Historical Mysteries

An historical mystery arises when historians consider why events happened and, after considering all the forces that are at work, there is no satisfactory explanation for why the event or events took place. A good example of an historical mystery is the outbreak of World War I, a topic rigorously investigated from the overly ample materials of the circumstances and events of what is called The July Crisis that occurred after Prince Ferdinand (and his wife) had been assassinated in Sarajevo in 1914 and had for some reason precipitated a World War from which we might say we did not all recover until the Soviet Union collapsed and Germany was reunited in the late 1980’s. How had this apocalypse, none of its member states believing it would happen (Germany mistakenly thinking it would be a short war), had nevertheless occurred?

**Given problem A**
Put this sentence from the historical mysteries passage into Spanish: "An historical mystery arises when historians consider why events happened and, after considering all the forces that are at work, there is no satisfactory explanation for why the event or events took place."
**Given problem B**
In the historical mysteries passage, what did Germany mistakenly think about the war?
**Given problem C**
Pick up the historical mysteries passage after its final sentence and extend it by one paragraph in the same register.

**Record list**
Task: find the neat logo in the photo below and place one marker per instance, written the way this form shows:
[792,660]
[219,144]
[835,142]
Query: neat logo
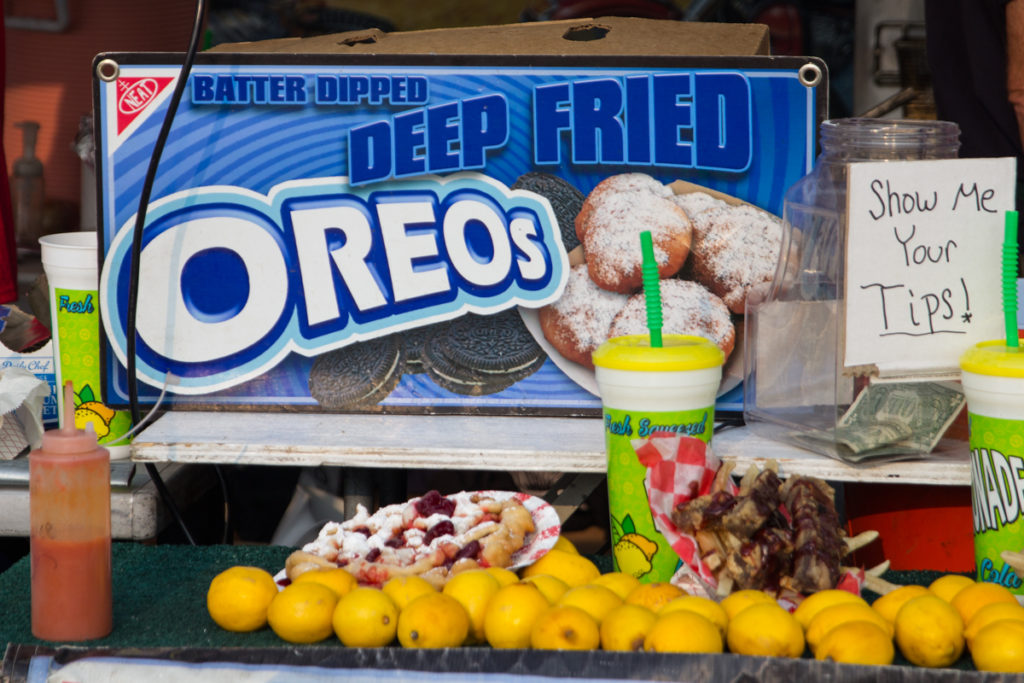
[232,281]
[134,94]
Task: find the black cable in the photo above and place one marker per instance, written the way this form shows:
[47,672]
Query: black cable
[136,252]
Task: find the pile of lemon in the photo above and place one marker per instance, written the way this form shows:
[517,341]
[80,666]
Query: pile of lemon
[563,602]
[931,626]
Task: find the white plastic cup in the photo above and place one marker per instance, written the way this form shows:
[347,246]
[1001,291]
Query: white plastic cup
[992,376]
[70,261]
[672,387]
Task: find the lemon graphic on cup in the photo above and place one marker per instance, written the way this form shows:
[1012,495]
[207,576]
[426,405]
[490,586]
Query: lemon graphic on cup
[89,411]
[632,551]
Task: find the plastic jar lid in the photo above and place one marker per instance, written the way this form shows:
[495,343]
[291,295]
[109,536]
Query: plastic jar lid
[993,357]
[678,352]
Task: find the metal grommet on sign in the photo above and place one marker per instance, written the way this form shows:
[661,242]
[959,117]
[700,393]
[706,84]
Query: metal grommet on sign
[810,75]
[108,70]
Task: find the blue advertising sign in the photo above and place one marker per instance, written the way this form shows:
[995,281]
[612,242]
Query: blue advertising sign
[338,233]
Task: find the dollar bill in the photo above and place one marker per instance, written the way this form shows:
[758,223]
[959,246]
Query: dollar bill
[926,409]
[888,422]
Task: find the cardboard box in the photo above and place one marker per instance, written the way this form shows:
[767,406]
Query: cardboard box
[371,221]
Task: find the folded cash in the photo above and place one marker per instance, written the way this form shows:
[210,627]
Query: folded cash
[890,422]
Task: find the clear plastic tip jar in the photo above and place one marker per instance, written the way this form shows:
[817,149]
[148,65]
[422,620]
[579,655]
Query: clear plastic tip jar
[796,389]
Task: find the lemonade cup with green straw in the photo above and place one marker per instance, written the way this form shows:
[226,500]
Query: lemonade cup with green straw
[653,383]
[992,375]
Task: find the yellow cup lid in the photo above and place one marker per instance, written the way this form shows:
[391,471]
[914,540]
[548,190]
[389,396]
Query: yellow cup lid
[677,352]
[993,357]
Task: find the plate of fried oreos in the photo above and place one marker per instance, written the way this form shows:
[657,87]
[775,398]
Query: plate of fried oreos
[712,251]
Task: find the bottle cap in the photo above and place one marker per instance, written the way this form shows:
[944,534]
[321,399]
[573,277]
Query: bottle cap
[69,439]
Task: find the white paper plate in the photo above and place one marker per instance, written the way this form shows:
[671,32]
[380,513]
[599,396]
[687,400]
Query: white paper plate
[546,523]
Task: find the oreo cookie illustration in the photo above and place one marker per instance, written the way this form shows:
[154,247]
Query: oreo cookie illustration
[481,354]
[413,341]
[357,376]
[564,198]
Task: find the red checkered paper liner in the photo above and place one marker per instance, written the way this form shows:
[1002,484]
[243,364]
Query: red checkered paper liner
[679,469]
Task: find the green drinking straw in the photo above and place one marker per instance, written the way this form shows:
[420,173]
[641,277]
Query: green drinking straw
[1010,279]
[651,289]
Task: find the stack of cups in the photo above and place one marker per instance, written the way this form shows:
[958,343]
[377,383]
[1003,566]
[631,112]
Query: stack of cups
[992,375]
[672,386]
[70,261]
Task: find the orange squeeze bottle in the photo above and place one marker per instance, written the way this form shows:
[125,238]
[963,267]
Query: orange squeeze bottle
[70,544]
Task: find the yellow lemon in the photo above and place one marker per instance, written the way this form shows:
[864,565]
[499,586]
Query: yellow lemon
[574,569]
[683,632]
[633,554]
[336,579]
[654,596]
[302,612]
[511,613]
[973,598]
[765,630]
[999,646]
[995,611]
[889,604]
[403,590]
[740,600]
[707,607]
[620,582]
[564,628]
[504,577]
[552,587]
[433,620]
[625,628]
[947,586]
[239,597]
[473,590]
[595,600]
[857,642]
[86,416]
[929,631]
[564,544]
[366,617]
[829,617]
[815,602]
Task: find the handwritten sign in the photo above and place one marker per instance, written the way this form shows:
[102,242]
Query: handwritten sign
[924,262]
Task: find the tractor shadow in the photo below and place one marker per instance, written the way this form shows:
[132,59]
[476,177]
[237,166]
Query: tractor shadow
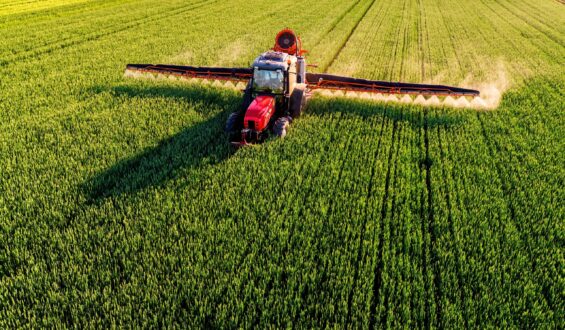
[205,142]
[201,144]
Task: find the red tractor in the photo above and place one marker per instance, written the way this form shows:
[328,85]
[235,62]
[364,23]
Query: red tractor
[278,88]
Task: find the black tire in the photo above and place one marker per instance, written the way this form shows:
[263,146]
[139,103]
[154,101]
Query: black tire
[281,125]
[234,122]
[297,100]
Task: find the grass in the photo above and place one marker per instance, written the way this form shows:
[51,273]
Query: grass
[121,204]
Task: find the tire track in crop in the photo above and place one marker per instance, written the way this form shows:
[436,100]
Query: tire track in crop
[511,38]
[507,189]
[391,236]
[311,188]
[431,223]
[347,149]
[393,58]
[95,36]
[342,46]
[457,252]
[364,226]
[422,26]
[256,318]
[379,265]
[527,19]
[376,24]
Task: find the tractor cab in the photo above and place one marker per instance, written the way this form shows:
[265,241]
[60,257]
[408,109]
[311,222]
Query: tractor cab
[274,73]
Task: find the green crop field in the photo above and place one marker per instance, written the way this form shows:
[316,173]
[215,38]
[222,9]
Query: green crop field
[122,204]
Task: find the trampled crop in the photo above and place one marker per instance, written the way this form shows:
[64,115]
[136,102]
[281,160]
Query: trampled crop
[121,204]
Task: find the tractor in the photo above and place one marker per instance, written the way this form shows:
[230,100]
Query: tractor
[277,88]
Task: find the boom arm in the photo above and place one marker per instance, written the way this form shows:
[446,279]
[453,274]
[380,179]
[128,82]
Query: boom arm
[212,73]
[332,82]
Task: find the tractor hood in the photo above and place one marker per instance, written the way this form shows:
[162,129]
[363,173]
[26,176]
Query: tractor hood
[273,61]
[259,113]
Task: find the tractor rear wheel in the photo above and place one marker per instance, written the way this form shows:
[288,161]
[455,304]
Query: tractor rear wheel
[234,122]
[281,125]
[297,100]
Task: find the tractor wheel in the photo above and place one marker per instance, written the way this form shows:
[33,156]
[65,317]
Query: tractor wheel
[297,100]
[234,122]
[281,125]
[247,99]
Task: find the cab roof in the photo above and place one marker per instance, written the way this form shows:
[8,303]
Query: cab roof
[272,60]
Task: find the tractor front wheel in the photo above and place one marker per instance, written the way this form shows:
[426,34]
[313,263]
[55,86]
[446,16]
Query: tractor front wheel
[281,125]
[297,100]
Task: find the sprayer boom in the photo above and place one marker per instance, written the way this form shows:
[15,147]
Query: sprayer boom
[332,82]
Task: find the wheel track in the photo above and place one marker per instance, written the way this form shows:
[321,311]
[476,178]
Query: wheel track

**Written response A**
Un misterio histórico surge cuando los historiadores examinan por qué ocurrieron los acontecimientos y, tras considerar todas las fuerzas que intervienen, no hay una explicación satisfactoria de por qué tuvo lugar el acontecimiento o los acontecimientos.

**Written response B**
Germany mistakenly thought it would be a short war.

**Written response C**
Historians have elaborated the circumstances that led to war, but none seem conclusive. Christopher Clark, who I rely on for his book “The Sleepwalkers”, marshals these circumstances together, and each of them are found wanting as  the sufficient explanations for engaging in war. Everyone was shortsighted. The Austro-Hungarians wanted to put down a Serbian insurrection and were given carte blanche to do so by the Germans, and did not consider that they were not equipped to fight the Russians. The Russians supported Serbia but did not consider what it would mean to confront Germany, and Germany thought it could manage a two front war, while France supported its entente with Russia and the British would not allow the German incursion through Belgium, considering it a breach into the British balance of power whereby only a weak power could control the Lowlands. None considered that a war would be of such great destructiveness even though the experience of the American Civil War was that rapid fire rifles gave the defensive advantage crucial and therefore would lead to protracted fighting. Perhaps Doris Lessing gave perhaps the best explanation when she offered the thought that Europeans could delay a war but sooner or later thought bloodletting was good for the collective soul or at least inevitable. It is obvious that at least one side in a war miscalculates in that both sides will think they will win, but the case of the Great War was that multiple sides were wrong and that only the British and Americans could be said to have won the war goal of disrupting the German advance across Europe, but the British paid a much higher price to do so than they had contemplated.But nations thought it wouldn’t happen but it did happen anyway.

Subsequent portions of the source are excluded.